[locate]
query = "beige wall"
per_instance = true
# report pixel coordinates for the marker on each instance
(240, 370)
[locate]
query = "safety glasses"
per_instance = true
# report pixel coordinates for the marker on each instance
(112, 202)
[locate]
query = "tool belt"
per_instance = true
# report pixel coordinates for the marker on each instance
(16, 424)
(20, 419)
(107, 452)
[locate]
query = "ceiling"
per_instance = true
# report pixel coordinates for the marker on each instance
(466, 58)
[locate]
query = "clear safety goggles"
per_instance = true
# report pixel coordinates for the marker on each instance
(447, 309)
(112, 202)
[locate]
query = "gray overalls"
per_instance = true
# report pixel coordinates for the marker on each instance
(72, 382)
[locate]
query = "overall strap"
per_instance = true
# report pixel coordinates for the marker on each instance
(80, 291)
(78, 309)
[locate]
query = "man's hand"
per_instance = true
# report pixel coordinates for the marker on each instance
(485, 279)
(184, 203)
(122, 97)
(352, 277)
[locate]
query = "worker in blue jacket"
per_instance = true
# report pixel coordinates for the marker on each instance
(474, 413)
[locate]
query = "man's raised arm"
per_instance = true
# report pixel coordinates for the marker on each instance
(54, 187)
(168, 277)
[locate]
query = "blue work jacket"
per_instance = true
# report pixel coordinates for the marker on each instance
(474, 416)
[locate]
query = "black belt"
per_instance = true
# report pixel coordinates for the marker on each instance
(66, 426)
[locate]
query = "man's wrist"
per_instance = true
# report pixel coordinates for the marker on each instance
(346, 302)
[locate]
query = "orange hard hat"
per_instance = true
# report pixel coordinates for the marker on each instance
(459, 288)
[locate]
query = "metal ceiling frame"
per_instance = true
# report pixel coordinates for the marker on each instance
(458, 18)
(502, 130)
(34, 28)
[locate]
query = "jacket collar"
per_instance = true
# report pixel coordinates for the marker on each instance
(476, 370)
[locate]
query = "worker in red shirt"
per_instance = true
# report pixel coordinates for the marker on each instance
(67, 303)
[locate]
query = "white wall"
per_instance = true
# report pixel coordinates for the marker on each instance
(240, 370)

▶ **Stated goal**
Tally the lines above that contain the string "worker", counting case, and give only the number.

▶ **Solution to the problem**
2